WORK TO COMPLETE >>
Please write back every entry exactly, character for character.

------------------------------------

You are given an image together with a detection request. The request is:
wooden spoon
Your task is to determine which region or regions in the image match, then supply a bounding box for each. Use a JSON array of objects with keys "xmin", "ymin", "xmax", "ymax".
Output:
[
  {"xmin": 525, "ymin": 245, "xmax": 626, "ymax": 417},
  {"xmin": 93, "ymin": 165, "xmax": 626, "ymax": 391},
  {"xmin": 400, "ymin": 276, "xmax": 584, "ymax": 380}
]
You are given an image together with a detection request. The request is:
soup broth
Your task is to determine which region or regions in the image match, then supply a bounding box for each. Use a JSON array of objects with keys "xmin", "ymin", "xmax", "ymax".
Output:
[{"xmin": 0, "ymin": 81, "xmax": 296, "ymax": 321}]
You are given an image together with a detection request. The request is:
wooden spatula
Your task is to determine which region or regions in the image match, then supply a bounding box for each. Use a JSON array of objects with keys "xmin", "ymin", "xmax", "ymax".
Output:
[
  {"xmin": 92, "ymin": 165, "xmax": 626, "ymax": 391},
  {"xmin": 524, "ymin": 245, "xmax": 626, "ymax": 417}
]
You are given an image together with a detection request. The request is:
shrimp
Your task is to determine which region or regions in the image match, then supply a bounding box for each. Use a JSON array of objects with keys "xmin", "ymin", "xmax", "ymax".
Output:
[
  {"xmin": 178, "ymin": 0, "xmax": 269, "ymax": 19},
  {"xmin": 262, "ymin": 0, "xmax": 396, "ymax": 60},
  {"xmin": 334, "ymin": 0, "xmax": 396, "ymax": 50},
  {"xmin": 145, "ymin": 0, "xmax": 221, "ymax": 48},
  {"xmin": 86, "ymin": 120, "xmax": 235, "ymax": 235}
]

------------------------------------

WRITTEN ANSWER >>
You are given an image together with a detection request. The request is:
wooden spoon
Your task is to determine which region or regions in the image match, then supply a bounding box for each. Use a JSON array of objects with keys "xmin", "ymin", "xmax", "ymax".
Output:
[
  {"xmin": 525, "ymin": 245, "xmax": 626, "ymax": 417},
  {"xmin": 93, "ymin": 165, "xmax": 626, "ymax": 391},
  {"xmin": 400, "ymin": 276, "xmax": 584, "ymax": 380}
]
You are given an image together with a detection request. The request is:
soup broth
Your task is to determine which region or regions in the image match, then supply a bounding box for each. Use a JSON array of objects with keys "xmin", "ymin", "xmax", "ymax".
Output:
[{"xmin": 0, "ymin": 81, "xmax": 296, "ymax": 321}]
You are given an image together with a detection request. The request is:
wooden spatula
Your task is to determine which region or regions in the image match, then supply a bounding box for each. Use a JSON array of objects with keys "xmin", "ymin", "xmax", "ymax".
Output:
[
  {"xmin": 92, "ymin": 165, "xmax": 626, "ymax": 391},
  {"xmin": 524, "ymin": 245, "xmax": 626, "ymax": 417}
]
You are given an image together with a detection request. The request is:
shrimp
Your task is to determine which region or regions in the image match, then supply a bounding box for each. Use a JSON array of objects with keys "xmin", "ymin", "xmax", "ymax".
Output:
[
  {"xmin": 178, "ymin": 0, "xmax": 269, "ymax": 19},
  {"xmin": 262, "ymin": 0, "xmax": 396, "ymax": 60},
  {"xmin": 334, "ymin": 0, "xmax": 396, "ymax": 50},
  {"xmin": 145, "ymin": 0, "xmax": 221, "ymax": 48},
  {"xmin": 86, "ymin": 120, "xmax": 235, "ymax": 235}
]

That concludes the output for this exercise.